======== TEXTE FOURNI ========

ARTICLE DE FOND
Les 7 grands principes de l’apprentissage en immersion
Frédéric Watine, DG Immersive Experience
La très bonne nouvelle de la Loi « liberté de choisir son avenir professionnel » est que la formation en situation de travail est reconnue comme une action de formation et d’apprentissage.
L’intérêt pour ce format d’apprentissage n’est pas nouveau depuis le compagnonnage au Moyen-âge et plus près de nous L’entreprise apprenante de Peter Senge. Mais il est heureux que le législateur l’institue enfin comme une forme d’apprentissage au même titre que le coaching, la validation des acquis de l’expérience etc.
Voilà 3 ans qu’Immersive Experience développe et propose des immersions pour former des collaborateurs et managers de grandes organisations aux pratiques et postures innovantes et agiles des startups.
Notre modèle est simple : nous immergeons le collaborateur de quelques jours à quelques semaines dans une startup. Il va y travailler, apporte et transmet ses expériences et compétences à la jeune pousse. En contrepartie, le collaborateur se plonge et vit les situations de travail de la startup, et peut s’approprier leurs façons de penser, exécuter, manager, piloter le business etc.
Après plus de 100 immersions pour des managers de 25 à 55 ans, issus d’entreprises aussi variées en culture et enjeux que L’Oréal, Carrefour, Total, BNP Paribas, PWC, Danone et d’autres, nous avons capitalisé sur 7 grands principes qui expliquent les succès et bénéfices des apprentissages en immersion et partages croisés d’expériences.
1/ On apprend quand on change de paradigme.
Après 5, 10, 30 années de carrière et de pratiques dans une seule et grande organisation, il est difficile de se remettre en question ; ce n’est pas forcément une forme de résistance active ou passive au changement, c’est juste qu’il est difficile de se renouveler et faire différemment en se regardant soi-même et en restant dans son environnement historique.

========

VOS TÂCHES —
1. D'après l'article sur l'apprentissage en immersion, combien de temps le collaborateur passe-t-il dans une startup ?
2. Reproduisez le passage de l'article compris entre « Notre modèle est » et « partages croisés d’expériences. », ces deux bornes incluses.

======== DONNÉES FOURNIES ========

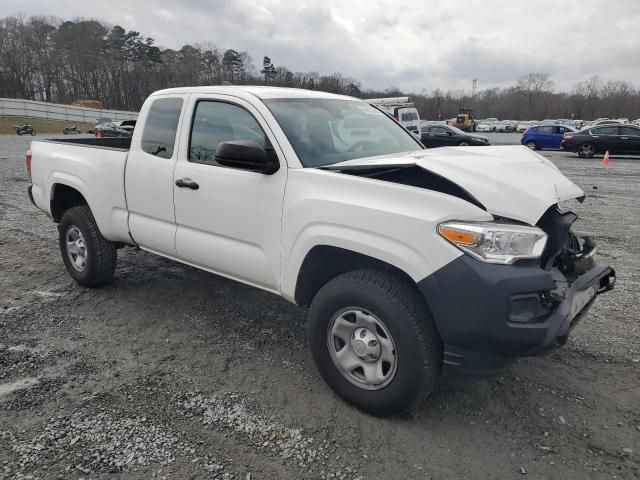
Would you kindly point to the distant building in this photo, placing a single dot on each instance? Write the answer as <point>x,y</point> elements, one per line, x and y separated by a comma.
<point>88,104</point>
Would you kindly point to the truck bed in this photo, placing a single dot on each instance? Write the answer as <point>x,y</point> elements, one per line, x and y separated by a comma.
<point>94,167</point>
<point>113,143</point>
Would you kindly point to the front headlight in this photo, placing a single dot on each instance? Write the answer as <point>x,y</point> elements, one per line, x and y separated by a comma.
<point>495,242</point>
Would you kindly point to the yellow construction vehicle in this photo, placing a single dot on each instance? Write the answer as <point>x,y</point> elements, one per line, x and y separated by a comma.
<point>464,120</point>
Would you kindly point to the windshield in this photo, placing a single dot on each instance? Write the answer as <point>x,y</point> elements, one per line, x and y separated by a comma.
<point>409,117</point>
<point>327,131</point>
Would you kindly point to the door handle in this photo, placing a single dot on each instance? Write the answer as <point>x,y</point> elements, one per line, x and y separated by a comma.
<point>187,183</point>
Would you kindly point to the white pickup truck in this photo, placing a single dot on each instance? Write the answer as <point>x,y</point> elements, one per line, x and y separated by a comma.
<point>408,258</point>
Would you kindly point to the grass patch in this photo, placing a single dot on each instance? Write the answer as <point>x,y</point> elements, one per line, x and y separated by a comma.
<point>41,125</point>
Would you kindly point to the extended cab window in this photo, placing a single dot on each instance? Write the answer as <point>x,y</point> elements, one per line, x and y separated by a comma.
<point>159,136</point>
<point>216,122</point>
<point>629,131</point>
<point>605,131</point>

========

CORRIGÉ DES TÂCHES —
1. De quelques jours à quelques semaines.

2.
Notre modèle est simple : nous immergeons le collaborateur de quelques jours à quelques semaines dans une startup. Il va y travailler, apporte et transmet ses expériences et compétences à la jeune pousse. En contrepartie, le collaborateur se plonge et vit les situations de travail de la startup, et peut s’approprier leurs façons de penser, exécuter, manager, piloter le business etc.
Après plus de 100 immersions pour des managers de 25 à 55 ans, issus d’entreprises aussi variées en culture et enjeux que L’Oréal, Carrefour, Total, BNP Paribas, PWC, Danone et d’autres, nous avons capitalisé sur 7 grands principes qui expliquent les succès et bénéfices des apprentissages en immersion et partages croisés d’expériences.